▶ [What you need to do] With the pictures removed, write out the data below exactly.

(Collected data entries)
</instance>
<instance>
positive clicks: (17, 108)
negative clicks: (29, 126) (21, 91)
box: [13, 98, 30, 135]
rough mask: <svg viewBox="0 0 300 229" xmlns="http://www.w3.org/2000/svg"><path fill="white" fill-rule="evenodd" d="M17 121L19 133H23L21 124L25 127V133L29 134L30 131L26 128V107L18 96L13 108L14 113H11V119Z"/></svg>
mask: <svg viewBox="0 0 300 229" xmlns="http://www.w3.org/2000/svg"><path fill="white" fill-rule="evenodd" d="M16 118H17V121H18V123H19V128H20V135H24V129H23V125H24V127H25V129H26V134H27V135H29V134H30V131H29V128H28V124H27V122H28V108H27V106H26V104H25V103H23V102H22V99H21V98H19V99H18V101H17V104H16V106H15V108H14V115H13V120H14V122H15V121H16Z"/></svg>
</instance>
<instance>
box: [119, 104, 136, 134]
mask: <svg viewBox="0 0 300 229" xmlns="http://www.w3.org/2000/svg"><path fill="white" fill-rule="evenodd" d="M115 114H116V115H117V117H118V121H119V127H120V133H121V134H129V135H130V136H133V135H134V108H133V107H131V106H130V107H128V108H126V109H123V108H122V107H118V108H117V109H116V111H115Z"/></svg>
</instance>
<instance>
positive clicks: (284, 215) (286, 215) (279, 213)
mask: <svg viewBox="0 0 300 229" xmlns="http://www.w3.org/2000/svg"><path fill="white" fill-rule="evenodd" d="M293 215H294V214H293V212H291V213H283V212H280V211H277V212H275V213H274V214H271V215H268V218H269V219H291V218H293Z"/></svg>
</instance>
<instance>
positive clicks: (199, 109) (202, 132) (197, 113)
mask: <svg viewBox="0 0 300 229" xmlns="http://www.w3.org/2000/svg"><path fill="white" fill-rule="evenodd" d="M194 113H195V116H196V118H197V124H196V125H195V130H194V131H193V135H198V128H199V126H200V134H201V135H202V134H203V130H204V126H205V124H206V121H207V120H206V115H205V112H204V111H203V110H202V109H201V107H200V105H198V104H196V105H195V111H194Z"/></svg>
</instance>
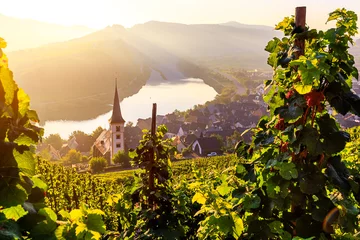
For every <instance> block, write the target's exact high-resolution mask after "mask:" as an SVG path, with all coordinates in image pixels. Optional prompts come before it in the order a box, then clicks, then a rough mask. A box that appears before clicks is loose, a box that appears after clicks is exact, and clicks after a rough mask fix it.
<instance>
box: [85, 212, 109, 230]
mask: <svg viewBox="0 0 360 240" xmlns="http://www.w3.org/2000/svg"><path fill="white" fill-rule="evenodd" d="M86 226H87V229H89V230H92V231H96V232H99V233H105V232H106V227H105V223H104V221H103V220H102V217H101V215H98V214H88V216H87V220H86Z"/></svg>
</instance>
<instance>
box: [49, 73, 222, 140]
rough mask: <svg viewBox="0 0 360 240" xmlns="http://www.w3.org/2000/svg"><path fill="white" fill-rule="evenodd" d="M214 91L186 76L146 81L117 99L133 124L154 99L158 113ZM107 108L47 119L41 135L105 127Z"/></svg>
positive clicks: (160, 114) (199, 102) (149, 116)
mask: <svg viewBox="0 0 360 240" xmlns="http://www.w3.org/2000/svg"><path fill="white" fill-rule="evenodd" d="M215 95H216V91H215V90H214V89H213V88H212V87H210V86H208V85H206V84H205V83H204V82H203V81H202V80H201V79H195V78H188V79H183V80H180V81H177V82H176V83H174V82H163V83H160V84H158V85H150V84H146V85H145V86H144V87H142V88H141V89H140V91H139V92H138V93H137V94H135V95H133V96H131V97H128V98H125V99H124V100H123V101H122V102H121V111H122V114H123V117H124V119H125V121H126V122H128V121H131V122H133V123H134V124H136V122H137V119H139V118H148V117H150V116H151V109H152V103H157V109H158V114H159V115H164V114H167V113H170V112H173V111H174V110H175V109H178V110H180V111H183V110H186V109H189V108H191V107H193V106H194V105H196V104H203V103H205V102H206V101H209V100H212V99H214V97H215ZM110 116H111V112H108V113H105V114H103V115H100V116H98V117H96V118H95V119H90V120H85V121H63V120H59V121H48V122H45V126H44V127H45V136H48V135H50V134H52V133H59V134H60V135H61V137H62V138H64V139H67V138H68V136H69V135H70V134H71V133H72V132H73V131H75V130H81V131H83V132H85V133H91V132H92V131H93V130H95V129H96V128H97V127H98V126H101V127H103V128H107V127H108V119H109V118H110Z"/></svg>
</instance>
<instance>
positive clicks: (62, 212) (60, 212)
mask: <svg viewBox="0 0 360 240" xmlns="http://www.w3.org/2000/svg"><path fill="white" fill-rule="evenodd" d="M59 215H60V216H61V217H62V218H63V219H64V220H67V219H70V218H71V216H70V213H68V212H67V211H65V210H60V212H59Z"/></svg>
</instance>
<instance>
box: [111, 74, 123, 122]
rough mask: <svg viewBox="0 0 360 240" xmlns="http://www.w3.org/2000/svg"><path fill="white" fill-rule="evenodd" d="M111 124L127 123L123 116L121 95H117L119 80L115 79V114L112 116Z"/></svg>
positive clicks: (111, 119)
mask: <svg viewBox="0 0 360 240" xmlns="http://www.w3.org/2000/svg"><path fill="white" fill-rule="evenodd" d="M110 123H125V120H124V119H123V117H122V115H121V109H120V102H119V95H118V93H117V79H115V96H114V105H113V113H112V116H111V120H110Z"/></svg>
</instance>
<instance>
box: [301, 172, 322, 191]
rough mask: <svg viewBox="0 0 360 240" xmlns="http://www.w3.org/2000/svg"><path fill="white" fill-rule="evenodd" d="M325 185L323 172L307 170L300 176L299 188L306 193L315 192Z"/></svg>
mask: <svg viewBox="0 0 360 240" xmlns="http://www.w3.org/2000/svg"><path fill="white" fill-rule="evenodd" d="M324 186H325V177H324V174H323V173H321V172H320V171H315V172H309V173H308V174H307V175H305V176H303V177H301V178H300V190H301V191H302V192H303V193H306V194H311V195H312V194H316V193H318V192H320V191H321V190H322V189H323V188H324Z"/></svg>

▶ [The answer]
</instance>
<instance>
positive clicks: (17, 108)
negative clicks: (29, 126) (21, 91)
box: [13, 98, 30, 135]
rough mask: <svg viewBox="0 0 300 229" xmlns="http://www.w3.org/2000/svg"><path fill="white" fill-rule="evenodd" d="M17 121L19 133H23L21 124L25 127V133L29 134L30 131L26 128V107L18 96L13 108L14 113H11V119Z"/></svg>
mask: <svg viewBox="0 0 300 229" xmlns="http://www.w3.org/2000/svg"><path fill="white" fill-rule="evenodd" d="M16 118H17V121H18V123H19V128H20V135H24V129H23V125H24V127H25V129H26V134H27V135H29V134H30V131H29V128H28V124H27V122H28V108H27V106H26V104H25V103H23V102H22V99H21V98H19V99H18V101H17V104H16V106H15V108H14V115H13V120H14V122H15V121H16Z"/></svg>
</instance>
<instance>
box: [119, 104, 136, 134]
mask: <svg viewBox="0 0 300 229" xmlns="http://www.w3.org/2000/svg"><path fill="white" fill-rule="evenodd" d="M115 114H116V115H117V117H118V121H119V127H120V133H121V134H129V135H130V136H133V135H134V108H133V107H131V106H130V107H128V108H126V109H123V108H122V107H118V108H117V109H116V111H115Z"/></svg>
</instance>
<instance>
positive clicks: (284, 215) (286, 215) (279, 213)
mask: <svg viewBox="0 0 300 229" xmlns="http://www.w3.org/2000/svg"><path fill="white" fill-rule="evenodd" d="M293 215H294V214H293V212H291V213H283V212H280V211H277V212H275V213H274V214H271V215H268V218H269V219H291V218H293Z"/></svg>
</instance>
<instance>
positive clicks: (199, 109) (202, 132) (197, 113)
mask: <svg viewBox="0 0 300 229" xmlns="http://www.w3.org/2000/svg"><path fill="white" fill-rule="evenodd" d="M194 113H195V116H196V118H197V124H196V125H195V130H194V131H193V135H198V128H199V126H200V134H201V135H202V134H203V130H204V126H205V124H206V121H207V120H206V115H205V112H204V111H203V110H202V109H201V107H200V105H198V104H196V105H195V111H194Z"/></svg>
</instance>
For every <instance> block, write the target's exact high-resolution mask after "mask:" as an SVG path, with all coordinates in image pixels. Optional prompts come before it in the order a box, then clicks, then a rough mask. A box that appears before clicks is loose, a box that appears after clicks is exact, and clicks after a rough mask fix it.
<instance>
box: [85, 212, 109, 230]
mask: <svg viewBox="0 0 360 240" xmlns="http://www.w3.org/2000/svg"><path fill="white" fill-rule="evenodd" d="M86 226H87V229H89V230H92V231H96V232H99V233H105V232H106V227H105V223H104V221H103V220H102V217H101V215H98V214H88V216H87V220H86Z"/></svg>
</instance>
<instance>
box: [49, 73, 222, 140]
rough mask: <svg viewBox="0 0 360 240" xmlns="http://www.w3.org/2000/svg"><path fill="white" fill-rule="evenodd" d="M214 91L186 76L146 81L117 99L133 124L154 99L158 113ZM107 108L47 119L41 135L105 127Z"/></svg>
positive clicks: (160, 114) (199, 102) (149, 116)
mask: <svg viewBox="0 0 360 240" xmlns="http://www.w3.org/2000/svg"><path fill="white" fill-rule="evenodd" d="M215 95H216V91H215V90H214V89H213V88H212V87H210V86H208V85H206V84H205V83H204V82H203V81H202V80H201V79H195V78H188V79H183V80H180V81H177V82H176V83H174V82H163V83H160V84H158V85H150V84H146V85H145V86H144V87H142V88H141V89H140V91H139V92H138V93H137V94H135V95H133V96H131V97H128V98H125V99H124V100H123V101H122V102H121V111H122V114H123V117H124V119H125V121H126V122H128V121H131V122H133V123H134V124H136V122H137V119H139V118H148V117H150V116H151V109H152V103H157V109H158V114H159V115H164V114H167V113H170V112H173V111H174V110H175V109H178V110H180V111H183V110H186V109H189V108H191V107H193V106H194V105H196V104H203V103H205V102H206V101H209V100H212V99H214V97H215ZM110 116H111V112H108V113H105V114H103V115H100V116H98V117H96V118H95V119H90V120H85V121H63V120H59V121H48V122H45V126H44V127H45V136H48V135H50V134H52V133H59V134H60V135H61V137H62V138H64V139H67V138H68V136H69V135H70V134H71V133H72V132H73V131H75V130H81V131H83V132H85V133H91V132H92V131H93V130H95V129H96V128H97V127H98V126H101V127H103V128H107V127H108V119H109V118H110Z"/></svg>
</instance>
<instance>
positive clicks: (62, 212) (60, 212)
mask: <svg viewBox="0 0 360 240" xmlns="http://www.w3.org/2000/svg"><path fill="white" fill-rule="evenodd" d="M59 215H60V216H61V217H62V218H63V219H64V220H67V219H70V218H71V216H70V213H68V212H67V211H65V210H60V212H59Z"/></svg>
</instance>
<instance>
box: [111, 74, 123, 122]
rough mask: <svg viewBox="0 0 360 240" xmlns="http://www.w3.org/2000/svg"><path fill="white" fill-rule="evenodd" d="M111 124L127 123L123 116L121 95H117L119 80L115 79V114L112 116Z"/></svg>
positive clicks: (111, 119)
mask: <svg viewBox="0 0 360 240" xmlns="http://www.w3.org/2000/svg"><path fill="white" fill-rule="evenodd" d="M110 123H125V120H124V119H123V117H122V115H121V109H120V102H119V95H118V93H117V79H115V96H114V105H113V113H112V116H111V120H110Z"/></svg>
</instance>
<instance>
box: [301, 172, 322, 191]
rough mask: <svg viewBox="0 0 360 240" xmlns="http://www.w3.org/2000/svg"><path fill="white" fill-rule="evenodd" d="M325 185L323 172L307 170L300 176L299 188L306 193L315 192Z"/></svg>
mask: <svg viewBox="0 0 360 240" xmlns="http://www.w3.org/2000/svg"><path fill="white" fill-rule="evenodd" d="M324 186H325V177H324V174H323V173H321V172H320V171H315V172H309V173H308V174H307V175H305V176H303V177H301V178H300V190H301V191H302V192H303V193H306V194H311V195H312V194H316V193H318V192H320V191H321V190H322V189H323V188H324Z"/></svg>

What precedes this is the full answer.